--- Start ---
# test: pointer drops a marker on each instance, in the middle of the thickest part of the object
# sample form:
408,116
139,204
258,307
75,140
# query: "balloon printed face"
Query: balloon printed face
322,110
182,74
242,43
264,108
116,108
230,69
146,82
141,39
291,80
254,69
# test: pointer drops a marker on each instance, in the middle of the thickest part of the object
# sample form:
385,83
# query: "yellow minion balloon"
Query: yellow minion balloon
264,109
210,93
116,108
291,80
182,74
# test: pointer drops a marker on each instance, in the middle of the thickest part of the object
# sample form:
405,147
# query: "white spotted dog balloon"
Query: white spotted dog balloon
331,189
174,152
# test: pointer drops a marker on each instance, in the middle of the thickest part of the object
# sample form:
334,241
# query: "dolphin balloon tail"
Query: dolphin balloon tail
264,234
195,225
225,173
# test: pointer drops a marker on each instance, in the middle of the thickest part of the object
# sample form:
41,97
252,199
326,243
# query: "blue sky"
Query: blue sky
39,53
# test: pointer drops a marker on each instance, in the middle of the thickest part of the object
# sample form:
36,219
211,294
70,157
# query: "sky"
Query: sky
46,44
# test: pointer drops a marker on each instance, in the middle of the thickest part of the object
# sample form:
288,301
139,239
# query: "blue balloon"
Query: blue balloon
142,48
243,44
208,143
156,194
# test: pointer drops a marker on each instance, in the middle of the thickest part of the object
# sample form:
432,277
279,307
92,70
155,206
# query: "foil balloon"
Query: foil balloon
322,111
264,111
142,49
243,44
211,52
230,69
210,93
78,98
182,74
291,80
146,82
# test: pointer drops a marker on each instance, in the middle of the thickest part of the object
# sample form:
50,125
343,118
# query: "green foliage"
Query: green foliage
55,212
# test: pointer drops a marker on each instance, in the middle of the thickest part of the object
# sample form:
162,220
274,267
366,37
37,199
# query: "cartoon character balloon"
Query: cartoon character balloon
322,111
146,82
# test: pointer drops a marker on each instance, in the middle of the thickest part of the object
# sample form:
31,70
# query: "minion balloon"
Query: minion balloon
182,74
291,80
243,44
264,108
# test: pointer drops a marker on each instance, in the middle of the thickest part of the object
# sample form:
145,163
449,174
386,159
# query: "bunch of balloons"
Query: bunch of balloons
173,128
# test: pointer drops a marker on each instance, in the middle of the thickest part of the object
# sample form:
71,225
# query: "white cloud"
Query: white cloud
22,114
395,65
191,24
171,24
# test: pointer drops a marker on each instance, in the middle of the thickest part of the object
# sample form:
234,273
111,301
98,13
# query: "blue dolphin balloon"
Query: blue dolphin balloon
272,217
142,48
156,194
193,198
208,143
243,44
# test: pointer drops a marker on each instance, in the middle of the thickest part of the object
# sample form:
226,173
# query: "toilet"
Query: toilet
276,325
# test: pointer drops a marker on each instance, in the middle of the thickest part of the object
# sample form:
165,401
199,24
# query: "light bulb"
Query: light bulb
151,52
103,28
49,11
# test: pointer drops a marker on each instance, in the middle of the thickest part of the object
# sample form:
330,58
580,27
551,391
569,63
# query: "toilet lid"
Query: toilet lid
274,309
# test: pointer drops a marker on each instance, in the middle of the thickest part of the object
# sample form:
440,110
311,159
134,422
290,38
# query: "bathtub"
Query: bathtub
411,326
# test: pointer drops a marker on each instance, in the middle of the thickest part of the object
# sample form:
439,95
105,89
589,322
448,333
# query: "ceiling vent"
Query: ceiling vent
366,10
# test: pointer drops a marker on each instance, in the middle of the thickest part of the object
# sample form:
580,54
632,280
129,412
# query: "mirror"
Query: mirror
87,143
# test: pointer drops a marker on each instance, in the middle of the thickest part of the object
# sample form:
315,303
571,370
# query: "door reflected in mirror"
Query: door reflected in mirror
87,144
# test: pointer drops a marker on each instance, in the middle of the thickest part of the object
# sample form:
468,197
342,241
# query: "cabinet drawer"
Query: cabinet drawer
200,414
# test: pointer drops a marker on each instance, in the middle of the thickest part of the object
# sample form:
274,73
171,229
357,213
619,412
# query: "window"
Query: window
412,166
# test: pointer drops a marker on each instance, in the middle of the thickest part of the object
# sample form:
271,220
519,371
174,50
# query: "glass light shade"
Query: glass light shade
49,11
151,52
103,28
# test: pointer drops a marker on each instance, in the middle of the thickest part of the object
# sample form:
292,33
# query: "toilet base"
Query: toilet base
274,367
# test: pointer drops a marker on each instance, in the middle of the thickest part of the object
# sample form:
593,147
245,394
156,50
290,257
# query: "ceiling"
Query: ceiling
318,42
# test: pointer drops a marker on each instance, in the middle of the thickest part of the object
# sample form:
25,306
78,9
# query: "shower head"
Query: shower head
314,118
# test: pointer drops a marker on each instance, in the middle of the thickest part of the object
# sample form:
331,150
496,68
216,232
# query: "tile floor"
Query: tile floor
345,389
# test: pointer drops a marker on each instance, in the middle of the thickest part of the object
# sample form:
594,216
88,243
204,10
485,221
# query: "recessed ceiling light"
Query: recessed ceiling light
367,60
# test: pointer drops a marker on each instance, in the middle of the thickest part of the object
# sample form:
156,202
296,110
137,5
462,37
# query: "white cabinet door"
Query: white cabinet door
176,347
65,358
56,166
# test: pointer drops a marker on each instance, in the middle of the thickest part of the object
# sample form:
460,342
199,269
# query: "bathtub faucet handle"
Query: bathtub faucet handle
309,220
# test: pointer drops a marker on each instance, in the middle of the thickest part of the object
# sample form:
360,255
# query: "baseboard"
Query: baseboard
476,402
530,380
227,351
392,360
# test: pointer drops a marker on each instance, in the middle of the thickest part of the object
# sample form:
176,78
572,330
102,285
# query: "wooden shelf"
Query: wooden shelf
--- End ---
- Written problem -
Repeat the records above exactly, from the first line to the last.

- Complete output -
# test: pointer drops a marker on each instance, in the middle of the thickest part of the object
# sample form:
408,116
139,204
258,307
75,140
# query: "balloon printed face"
Query: balloon printed face
322,110
182,74
242,43
264,108
116,108
230,69
146,82
141,39
291,80
254,69
# test: pointer drops a marker on each instance, in the middle of the thickest part of the object
# sample form:
385,83
# query: "yellow minion balloon"
Query: yellow minion balloon
264,109
210,93
116,108
291,80
182,74
# test: pointer drops a marker on each instance, in the middle of the thickest part of the object
# sample form:
405,147
# query: "white spotted dog balloon"
Query: white spotted dog balloon
331,189
174,152
# test: pointer drops a marker on each instance, in the middle of the thickest part of the object
# sample form:
334,241
# query: "dolphin balloon tail"
Query: dolphin balloon tail
264,234
195,225
225,173
# test: pointer drops a marker on each instance, in the middle of the thickest part of the object
# sample form:
41,97
252,199
326,243
# query: "blue sky"
Query: blue sky
39,53
# test: pointer drops a marker on each instance, in the middle of the thickest part of the object
# sample form:
36,219
211,294
70,157
# query: "sky"
Query: sky
46,44
# test: pointer drops a marker on each instance, in the middle of the thickest part of the object
# sample form:
288,301
139,239
# query: "blue balloon"
Query: blue balloon
142,48
243,44
208,143
156,194
# test: pointer drops a marker on each instance, in the middle of the thickest part of the object
# sample form:
432,277
279,307
92,70
155,206
# query: "foil balloon"
Query: foil balloon
322,111
264,111
142,49
243,44
211,52
230,69
210,93
78,98
182,74
291,80
146,82
# test: pointer drops a marker on each instance, in the middle of the thickest part of the object
# sample form:
50,125
343,118
# query: "green foliage"
Query: green foliage
55,212
# test: pointer drops a marker on each instance, in the middle of the thickest part of the object
# sample form:
162,220
274,267
366,37
37,199
# query: "cartoon character balloon"
Query: cartoon character balloon
322,111
146,82
# test: pointer drops a marker on each instance, in the middle of the thickest part of the object
# sample form:
31,70
# query: "minion balloon"
Query: minion balloon
182,74
291,80
243,44
264,108
# test: pointer drops a marker on each instance, in the middle of the thickest part of the object
# sample form:
145,163
449,174
386,159
# query: "bunch of balloons"
Query: bunch of balloons
173,128
# test: pointer drops a marker on each instance, in the middle of the thickest part of the object
# sample form:
71,225
# query: "white cloud"
Query: white cloud
22,114
395,65
191,24
171,24
# test: pointer drops a marker on each instance, in the middle of the thickest part of the object
# sample form:
234,273
111,301
98,13
# query: "blue dolphin balloon"
Query: blue dolphin balloon
272,217
142,48
156,194
193,198
208,143
243,44
# test: pointer drops a marker on each instance, in the middle of the thickest part of the object
# sample form:
226,173
# query: "toilet"
Query: toilet
276,325
# test: pointer drops a marker on each instance, in the middle of the thickest part of the object
# sample form:
165,401
199,24
# query: "light bulb"
Query: light bulb
151,52
103,28
49,11
# test: pointer drops a marker on each instance, in the middle of the thickest part of the object
# sample form:
330,58
580,27
551,391
569,63
# query: "toilet lid"
Query: toilet lid
274,309
# test: pointer drops a marker on each instance, in the middle of the thickest part of the object
# sample form:
440,110
311,159
134,422
290,38
# query: "bathtub"
Query: bathtub
411,326
# test: pointer drops a marker on each instance, in the middle of the thickest part of the object
# sample form:
439,95
105,89
589,322
448,333
# query: "ceiling vent"
Query: ceiling vent
366,10
# test: pointer drops a marker on each instance, in the middle of the thickest part of the object
# sample form:
580,54
632,280
129,412
# query: "mirror"
Query: mirror
87,143
# test: pointer drops a marker on each instance, in the middle of the thickest part of the object
# sample form:
315,303
571,370
# query: "door reflected in mirror"
Query: door reflected in mirror
87,144
# test: pointer drops a marker on each instance, in the middle of the thickest part of the object
# sample form:
468,197
342,241
# query: "cabinet drawer"
Query: cabinet drawer
200,414
# test: pointer drops a marker on each instance, in the middle of the thickest part of the object
# sample form:
274,73
171,229
357,213
619,412
# query: "window"
Query: window
412,166
# test: pointer drops a marker on each instance, in the middle of the thickest part of the object
# sample form:
271,220
519,371
174,50
# query: "glass light shade"
Query: glass light shade
49,11
151,52
103,28
# test: pointer drops a marker on each instance, in the middle of the thickest part of the object
# sample form:
292,33
# query: "toilet base"
Query: toilet base
274,367
# test: pointer drops a marker on each instance, in the middle of the thickest part of the object
# sample form:
593,147
245,394
156,50
290,257
# query: "ceiling"
Query: ceiling
318,42
# test: pointer drops a marker on each instance, in the middle of the thickest part of the object
# sample form:
25,306
78,9
# query: "shower head"
Query: shower head
314,118
# test: pointer drops a marker on each instance, in the middle of the thickest part of the object
# sample form:
331,150
496,68
216,232
# query: "tile floor"
Query: tile floor
345,389
# test: pointer drops a marker on each instance, in the middle of the thickest part of the object
# sample form:
594,216
88,243
204,10
485,221
# query: "recessed ceiling light"
Query: recessed ceiling light
367,60
# test: pointer drops a marker on each instance, in the middle of the thickest part of the object
# sample form:
156,202
296,110
137,5
462,37
# query: "white cabinet door"
Query: white cabinet door
176,347
65,358
56,166
# test: pointer drops a marker on each instance, in the middle of the thickest part of the object
# sample form:
460,342
199,269
# query: "bathtub faucet handle"
Query: bathtub faucet handle
309,220
# test: pointer drops a marker on each instance, in the middle of the thickest part of the object
# sample form:
360,255
# query: "baseboard"
Query: baseboard
476,402
530,380
227,351
392,360
# test: pointer drops a marker on each instance, in the middle of the thickest part of the object
# sample form:
176,78
572,330
102,285
# query: "wooden shelf"
Query: wooden shelf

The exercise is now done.